__What to produce__.
Search the data for the word "purple" and copy out every line that has it.
• • •
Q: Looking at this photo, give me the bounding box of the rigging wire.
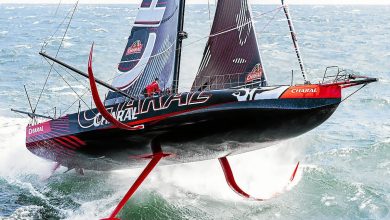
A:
[57,63,91,91]
[341,84,367,103]
[34,0,79,114]
[207,7,282,38]
[257,6,282,34]
[60,73,126,117]
[61,89,91,116]
[54,0,63,17]
[55,71,124,117]
[42,56,91,111]
[38,5,284,117]
[41,7,74,52]
[119,6,283,65]
[74,5,283,110]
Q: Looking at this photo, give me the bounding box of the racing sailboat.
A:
[18,0,377,219]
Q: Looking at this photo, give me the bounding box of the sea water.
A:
[0,4,389,220]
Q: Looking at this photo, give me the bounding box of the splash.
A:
[145,139,306,202]
[0,117,53,178]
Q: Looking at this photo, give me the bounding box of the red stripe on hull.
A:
[58,136,80,148]
[68,135,86,146]
[53,138,77,150]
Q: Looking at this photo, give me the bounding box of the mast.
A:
[281,0,309,84]
[172,0,187,93]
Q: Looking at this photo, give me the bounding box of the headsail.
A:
[191,0,267,92]
[106,0,180,103]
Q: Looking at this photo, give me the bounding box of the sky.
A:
[0,0,389,5]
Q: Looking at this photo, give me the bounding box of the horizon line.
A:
[1,3,390,5]
[1,0,390,5]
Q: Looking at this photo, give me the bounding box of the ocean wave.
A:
[92,28,108,33]
[4,205,43,220]
[62,41,73,49]
[47,85,84,92]
[298,164,389,218]
[14,44,32,49]
[0,31,8,37]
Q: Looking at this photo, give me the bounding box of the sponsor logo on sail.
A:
[245,64,263,83]
[126,40,143,55]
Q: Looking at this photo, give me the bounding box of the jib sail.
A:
[191,0,267,91]
[106,0,180,103]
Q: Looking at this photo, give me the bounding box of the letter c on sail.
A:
[112,33,157,90]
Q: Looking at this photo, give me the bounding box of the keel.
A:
[218,157,300,201]
[101,152,165,220]
[87,44,144,131]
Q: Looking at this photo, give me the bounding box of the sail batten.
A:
[191,0,267,92]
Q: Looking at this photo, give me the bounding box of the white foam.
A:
[48,85,84,92]
[14,44,32,49]
[0,117,53,179]
[3,205,43,220]
[96,138,307,212]
[147,139,305,202]
[65,137,307,219]
[0,31,8,36]
[93,28,108,33]
[62,41,73,49]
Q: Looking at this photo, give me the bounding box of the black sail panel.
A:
[191,0,267,91]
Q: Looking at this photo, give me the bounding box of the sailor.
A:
[146,78,161,97]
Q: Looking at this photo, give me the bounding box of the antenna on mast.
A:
[24,85,34,114]
[24,85,38,123]
[281,0,309,84]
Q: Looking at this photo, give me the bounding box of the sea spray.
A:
[146,138,306,201]
[0,117,55,179]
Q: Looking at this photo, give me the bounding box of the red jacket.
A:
[146,81,160,96]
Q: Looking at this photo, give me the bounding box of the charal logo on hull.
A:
[26,122,52,138]
[291,88,317,93]
[78,92,211,129]
[93,107,138,127]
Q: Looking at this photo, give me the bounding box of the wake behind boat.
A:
[14,0,377,219]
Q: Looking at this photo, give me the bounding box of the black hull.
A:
[26,87,341,171]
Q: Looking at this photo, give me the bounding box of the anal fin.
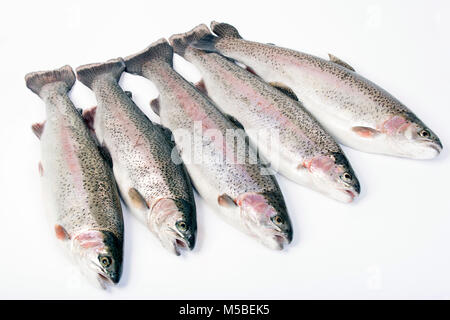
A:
[328,54,355,72]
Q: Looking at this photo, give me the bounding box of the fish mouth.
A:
[265,232,290,250]
[428,142,443,154]
[97,272,114,289]
[345,190,356,202]
[413,141,443,159]
[162,232,193,256]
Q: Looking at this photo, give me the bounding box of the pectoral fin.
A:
[55,224,70,240]
[328,54,355,72]
[125,91,132,98]
[128,188,149,210]
[269,82,299,101]
[352,126,380,138]
[218,194,237,208]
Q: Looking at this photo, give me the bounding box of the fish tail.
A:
[169,24,212,57]
[76,58,125,89]
[190,33,221,53]
[191,21,241,54]
[25,65,75,96]
[124,38,173,76]
[210,21,242,39]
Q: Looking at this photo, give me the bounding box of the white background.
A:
[1,0,449,299]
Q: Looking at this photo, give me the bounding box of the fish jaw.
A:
[262,233,291,251]
[148,198,196,255]
[399,140,442,160]
[159,232,193,256]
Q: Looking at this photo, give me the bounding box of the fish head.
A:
[72,230,123,288]
[305,153,360,203]
[392,118,442,159]
[236,192,292,250]
[148,198,196,255]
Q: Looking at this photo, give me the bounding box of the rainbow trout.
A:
[192,22,442,160]
[124,39,293,249]
[76,58,196,255]
[25,66,123,288]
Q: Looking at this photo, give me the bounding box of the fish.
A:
[75,58,196,255]
[192,22,443,160]
[169,25,360,203]
[25,65,124,288]
[124,39,293,250]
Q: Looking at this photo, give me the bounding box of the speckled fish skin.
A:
[124,39,293,250]
[170,25,360,203]
[76,59,196,255]
[25,66,123,289]
[191,22,443,160]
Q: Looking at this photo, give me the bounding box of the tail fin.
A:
[25,65,75,96]
[169,24,212,57]
[124,38,173,76]
[76,58,125,89]
[210,21,242,39]
[190,34,221,53]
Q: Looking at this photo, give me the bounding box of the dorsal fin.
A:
[328,54,355,72]
[269,82,299,101]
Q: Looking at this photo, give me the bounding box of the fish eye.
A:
[342,172,352,182]
[272,215,284,225]
[99,256,112,268]
[419,129,430,138]
[176,221,188,232]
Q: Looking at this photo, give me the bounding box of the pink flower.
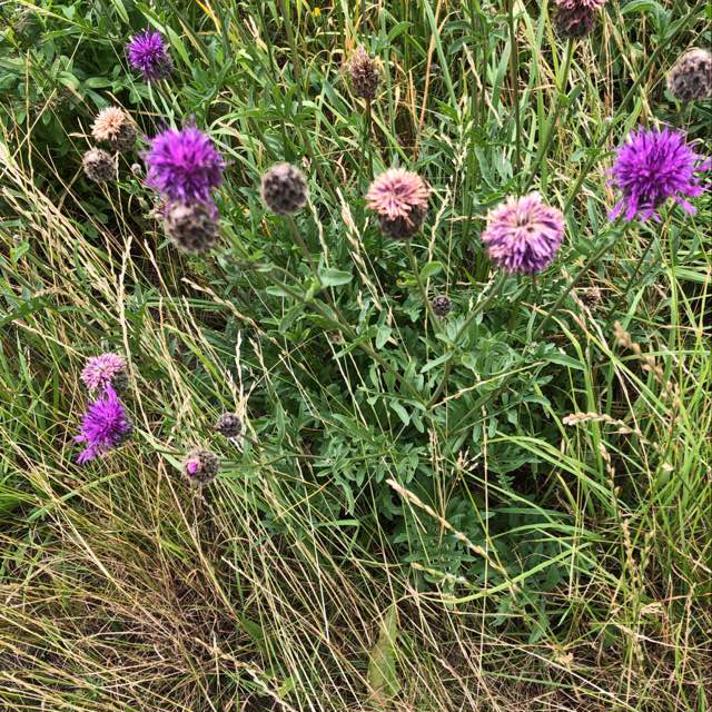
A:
[366,168,430,238]
[366,168,429,221]
[481,192,565,274]
[80,353,127,392]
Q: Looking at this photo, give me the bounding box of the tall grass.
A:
[1,1,710,710]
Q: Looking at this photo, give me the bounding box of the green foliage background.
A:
[0,0,710,710]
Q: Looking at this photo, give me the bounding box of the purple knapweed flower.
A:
[144,126,225,203]
[74,385,132,464]
[610,127,711,222]
[481,192,565,274]
[80,352,127,392]
[125,29,172,81]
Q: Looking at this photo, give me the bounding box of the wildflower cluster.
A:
[75,353,131,464]
[82,106,136,184]
[70,22,710,482]
[144,125,226,253]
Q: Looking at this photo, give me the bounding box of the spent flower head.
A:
[215,412,242,438]
[183,448,219,485]
[126,29,172,81]
[610,127,711,222]
[145,126,225,203]
[81,352,127,392]
[366,168,430,239]
[82,148,115,183]
[667,48,712,103]
[553,0,607,9]
[75,385,132,464]
[164,200,220,253]
[261,163,309,215]
[481,192,565,274]
[91,107,137,152]
[347,46,381,100]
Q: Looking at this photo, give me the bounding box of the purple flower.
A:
[80,352,126,392]
[610,127,711,222]
[126,29,172,81]
[74,385,132,464]
[144,126,225,203]
[481,192,565,274]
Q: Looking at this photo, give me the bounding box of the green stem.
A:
[523,39,574,193]
[507,0,522,185]
[287,216,315,272]
[428,272,509,406]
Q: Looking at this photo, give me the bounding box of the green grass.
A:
[1,0,711,710]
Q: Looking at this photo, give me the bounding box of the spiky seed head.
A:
[553,4,596,39]
[164,201,219,253]
[431,295,452,318]
[183,448,219,485]
[91,107,137,152]
[82,148,115,183]
[347,46,381,100]
[261,163,309,215]
[667,48,712,102]
[215,412,242,438]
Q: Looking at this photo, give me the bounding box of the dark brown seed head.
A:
[431,295,452,318]
[215,412,242,438]
[553,4,596,39]
[378,204,427,240]
[667,48,712,102]
[261,163,309,215]
[347,46,381,101]
[164,201,219,254]
[82,148,115,183]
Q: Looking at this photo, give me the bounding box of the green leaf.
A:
[389,400,410,425]
[419,260,443,280]
[367,605,400,705]
[319,268,352,287]
[375,325,392,350]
• • •
__Task answer__.
Q: Looking at this photo, give me the bounding box of the purple knapweed flower.
Q: Looking at this photo, give me the bounding box of the purple flower.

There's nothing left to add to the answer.